Quote each line exactly, from the line that contains "target | bush" down to the last line of the listing, and no other lines.

○ ○ ○ ○ ○

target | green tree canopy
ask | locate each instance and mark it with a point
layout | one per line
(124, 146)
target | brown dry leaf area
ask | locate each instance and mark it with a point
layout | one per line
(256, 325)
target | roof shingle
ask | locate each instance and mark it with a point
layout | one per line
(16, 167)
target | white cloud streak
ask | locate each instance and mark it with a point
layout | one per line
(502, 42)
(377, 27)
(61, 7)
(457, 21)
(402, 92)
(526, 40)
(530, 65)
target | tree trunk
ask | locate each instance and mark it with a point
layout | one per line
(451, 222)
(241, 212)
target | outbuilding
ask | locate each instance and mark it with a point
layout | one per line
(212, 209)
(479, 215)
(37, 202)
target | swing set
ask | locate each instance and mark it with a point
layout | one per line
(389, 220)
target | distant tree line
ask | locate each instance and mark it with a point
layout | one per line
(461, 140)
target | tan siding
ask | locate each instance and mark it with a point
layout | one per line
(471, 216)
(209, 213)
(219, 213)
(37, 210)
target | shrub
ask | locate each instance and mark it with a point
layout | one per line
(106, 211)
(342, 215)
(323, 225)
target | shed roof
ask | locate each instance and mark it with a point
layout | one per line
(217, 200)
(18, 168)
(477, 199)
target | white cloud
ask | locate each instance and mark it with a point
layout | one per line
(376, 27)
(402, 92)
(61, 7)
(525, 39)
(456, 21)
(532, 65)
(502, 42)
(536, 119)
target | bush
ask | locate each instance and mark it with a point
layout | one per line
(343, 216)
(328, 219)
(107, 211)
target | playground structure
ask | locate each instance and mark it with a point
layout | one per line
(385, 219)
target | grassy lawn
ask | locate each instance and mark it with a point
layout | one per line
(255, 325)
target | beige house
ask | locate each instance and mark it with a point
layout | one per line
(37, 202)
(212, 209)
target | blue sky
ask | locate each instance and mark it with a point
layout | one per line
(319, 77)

○ ○ ○ ○ ○

> Solution for this exercise:
target | bush
ask | locate each instance and mark it with a point
layout | one per line
(343, 216)
(328, 219)
(107, 211)
target | playground structure
ask | locate each instance and mark it with a point
layout | one per line
(385, 219)
target | grassy lawn
ask | locate each instance and mark it with a point
layout | one per line
(255, 325)
target | beige house
ask | locate each instance and mark it with a point
layout | one per line
(37, 202)
(212, 209)
target | blue sky
ask | locate each instance and mark it with a point
layout | one per line
(319, 77)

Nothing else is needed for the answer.